_DOCUMENT EXTRACT_
Striping unused code (page 2) - D Programming Language Discussion Forum

Forums

New users
- Learn
Community
- General
- Announce
Improvements
- DIP Ideas
- DIP Devel.
Ecosystem
- GDC
- LDC
- Debuggers
- IDEs
- DWT
Development
- Internals
- Issues
- Beta
- DMD
- Phobos
- Druntime
- Study
Turkish
- Genel
- Duyuru

Index » General » Striping unused code (page 2)

November 22, 2005

Re: Striping unused code

Posted by Georg Wrede
in reply to James Dunne

Georg Wrede

Posted in reply to James Dunne

Hmm, now I know why some people hate top-posting. If I comment both James's and John's stuff here, my comments seem inconsistent because of the "wrong" order I have to write them too. (I'll try to shift my thoughts around some, to make it less obvious. But it's more work for me. ;-(

James Dunne wrote:
> Perhaps when linking an object file with a static library, it might
> be more difficult to relink the static library and eliminate parts of
> it than to treat the static library as one big linking unit and link
> it in as a whole.

_ENTRIES SHOWN_

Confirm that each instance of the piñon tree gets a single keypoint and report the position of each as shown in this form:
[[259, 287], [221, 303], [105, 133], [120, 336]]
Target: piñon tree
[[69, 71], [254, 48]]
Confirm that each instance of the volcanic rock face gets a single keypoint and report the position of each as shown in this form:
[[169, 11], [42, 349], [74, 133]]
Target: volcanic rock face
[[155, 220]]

---

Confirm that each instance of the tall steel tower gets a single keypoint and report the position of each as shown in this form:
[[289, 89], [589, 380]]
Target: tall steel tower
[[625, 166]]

_DIRECTION 1_
In the forum thread on stripping unused code, what does the poster say he now understands why some people hate?
_DIRECTION 2_
Output the passage of the thread on stripping unused code starting with "Hmm, now I know" and going on through "as a whole.".
_DIRECTION 3_
Pick up the forum thread on stripping unused code right after its last line and write the next part.
The material plays no part here.

_ANSWER 1_
Top-posting.

_ANSWER 2_
Hmm, now I know why some people hate top-posting. If I comment both James's and John's stuff here, my comments seem inconsistent because of the "wrong" order I have to write them too. (I'll try to shift my thoughts around some, to make it less obvious. But it's more work for me. ;-(

James Dunne wrote:
> Perhaps when linking an object file with a static library, it might
> be more difficult to relink the static library and eliminate parts of
> it than to treat the static library as one big linking unit and link
> it in as a whole.

_ANSWER 3_
The linker would then have to have knowledge of possible internal dependencies between functions in the library. And it would have to have knowledge of which functions will be called from the linked program.

It's not impossible, but I guess it would be much easier to write a linker if the library contained hints on which functions in the library call others.

> I'm no expert in linkers by any means, but I can't think of why this couldn't or shouldn't be done.
> 
> John Demme wrote:
> 
>> No, it's not possible to do this during compilation. It is the compiler's job to take all of the methods/functions and put them in
>> the object file. The compiler doesn't necessarily know what symbols
>> are going to be used and what aren't.
>>
>> This is a task for the linker- one that I'm surprised it doesn't do
>>  already by default. There's probably a reason for this, but I
>> don't know what it is... anyone?
>> ~John Demme

See above.

If the linker had the knowledge I wrote above, then it would be easy, because the linker already knows which functions the main executable calls.

>> Tiago Gasiba wrote:
>>>
>>>  Is it possible to strip unused code from an executable, during
>>>  compilation? In gcc it was possible to include something like:
>>>  -ffunction-sections -fdata-sections -Wl,--gc-sections Look at the
>>>  following example:

Old Turbo Pascal compilers (maybe newer too, but I haven't used them for some time) used to throw out unused code from the program. It analyzed what parts of code were unused, and skipped them before compilation.

So, if you had the equivalent of the following D code,

if(1==0)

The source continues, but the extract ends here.